### [Task requirements]
1 > In the passage about the Italian band Soviet Soviet, what happened to the band after they were detained overnight?
2 > Name every band or musical act mentioned in the passage about Soviet Soviet.
3 > According to the Soviet Soviet passage, why did Yussef Kamaal and United Vibrations cancel their SXSW dates?
::: Passage given
Last Friday afternoon, a controversy erupted about the Italian post-punk band Soviet Soviet, who were denied entrance to the United States on Wednesday and detained overnight before being deported back to Italy.

In the wake of that news, there was a huge wellspring of reader commentary and questions about what had happened. To help clarify, we're digging into the thickets of U.S. policy, specifically the regulations surrounding performing artists, as well as various interpretations of those regulations, to figure out what exactly happened — and what musicians, fans and industry professionals alike can learn from the Soviet Soviet situation.

It is also very likely that there will be other denials of entry for other performers trying to enter the U.S. in the coming days and weeks, especially as the South by Southwest [SXSW] festival, which begins today, continues. Just last night, the band Massive Scar Era, who were like Soviet Soviet also hoping to perform at SXSW, posted a video claiming that they were denied entry as well, though under a different set of circumstances. This afternoon, two British acts, Yussef Kamaal and United Vibrations (who share drummer Kamaal Dayes), also announced that they would be canceling their SXSW dates. Their cancellations came after travel permission for Dayes and two of his brothers, who also play in United Vibrations, was allegedly revoked.
::::::
::: Material
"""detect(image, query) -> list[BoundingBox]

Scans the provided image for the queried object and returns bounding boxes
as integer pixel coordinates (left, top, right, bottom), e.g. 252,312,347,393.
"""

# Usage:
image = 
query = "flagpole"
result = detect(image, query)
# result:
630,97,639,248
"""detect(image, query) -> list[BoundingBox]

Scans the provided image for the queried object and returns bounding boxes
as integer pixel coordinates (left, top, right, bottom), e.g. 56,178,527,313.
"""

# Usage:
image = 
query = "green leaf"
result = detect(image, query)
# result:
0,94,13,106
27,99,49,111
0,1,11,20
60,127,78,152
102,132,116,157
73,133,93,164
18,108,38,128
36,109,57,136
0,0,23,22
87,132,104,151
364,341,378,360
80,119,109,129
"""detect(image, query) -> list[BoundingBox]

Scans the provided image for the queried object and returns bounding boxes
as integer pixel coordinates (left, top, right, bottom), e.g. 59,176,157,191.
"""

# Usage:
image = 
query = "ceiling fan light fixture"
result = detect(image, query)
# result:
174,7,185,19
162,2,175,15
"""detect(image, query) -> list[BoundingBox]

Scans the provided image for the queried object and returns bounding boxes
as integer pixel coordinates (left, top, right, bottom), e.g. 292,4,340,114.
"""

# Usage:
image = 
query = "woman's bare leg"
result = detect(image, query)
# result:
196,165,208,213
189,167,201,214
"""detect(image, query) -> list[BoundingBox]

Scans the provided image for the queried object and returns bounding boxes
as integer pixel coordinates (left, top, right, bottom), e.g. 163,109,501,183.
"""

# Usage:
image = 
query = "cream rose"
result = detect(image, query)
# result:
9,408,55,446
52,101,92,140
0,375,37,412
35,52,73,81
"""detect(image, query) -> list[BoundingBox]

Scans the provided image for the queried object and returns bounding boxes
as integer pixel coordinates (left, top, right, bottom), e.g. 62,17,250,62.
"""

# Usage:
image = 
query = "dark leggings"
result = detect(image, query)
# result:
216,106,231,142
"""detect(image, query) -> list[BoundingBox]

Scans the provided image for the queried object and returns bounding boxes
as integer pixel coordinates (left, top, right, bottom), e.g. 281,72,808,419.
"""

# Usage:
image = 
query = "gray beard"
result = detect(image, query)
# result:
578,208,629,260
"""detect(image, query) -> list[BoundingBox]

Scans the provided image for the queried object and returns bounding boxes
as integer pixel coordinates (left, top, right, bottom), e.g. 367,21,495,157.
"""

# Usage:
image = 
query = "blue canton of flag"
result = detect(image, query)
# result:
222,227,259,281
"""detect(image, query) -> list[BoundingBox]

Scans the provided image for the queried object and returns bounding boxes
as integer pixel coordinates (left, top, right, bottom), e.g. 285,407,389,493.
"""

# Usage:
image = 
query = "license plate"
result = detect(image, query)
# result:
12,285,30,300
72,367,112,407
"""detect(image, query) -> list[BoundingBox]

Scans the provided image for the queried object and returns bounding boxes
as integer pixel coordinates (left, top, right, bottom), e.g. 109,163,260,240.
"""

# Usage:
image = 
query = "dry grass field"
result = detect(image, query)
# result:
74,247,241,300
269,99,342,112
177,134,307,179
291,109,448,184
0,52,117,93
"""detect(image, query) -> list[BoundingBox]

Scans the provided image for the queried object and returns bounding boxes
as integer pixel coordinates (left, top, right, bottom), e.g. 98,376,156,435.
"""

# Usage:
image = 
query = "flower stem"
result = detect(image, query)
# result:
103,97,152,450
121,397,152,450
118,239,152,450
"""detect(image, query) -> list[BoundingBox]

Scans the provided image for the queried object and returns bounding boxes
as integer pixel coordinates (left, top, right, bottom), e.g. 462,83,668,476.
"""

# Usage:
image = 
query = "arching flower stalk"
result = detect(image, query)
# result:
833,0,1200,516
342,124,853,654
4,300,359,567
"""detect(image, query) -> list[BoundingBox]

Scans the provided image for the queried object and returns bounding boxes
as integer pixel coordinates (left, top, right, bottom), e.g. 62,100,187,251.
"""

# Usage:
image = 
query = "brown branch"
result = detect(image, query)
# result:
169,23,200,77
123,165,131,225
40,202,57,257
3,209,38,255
::::::
### [Solved tasks]
1 > They were deported back to Italy.

2 > Soviet Soviet, Massive Scar Era, Yussef Kamaal, United Vibrations

3 > The cancellations came after travel permission was allegedly revoked for Kamaal Dayes, the drummer both acts share, and for two of his brothers who also play in United Vibrations.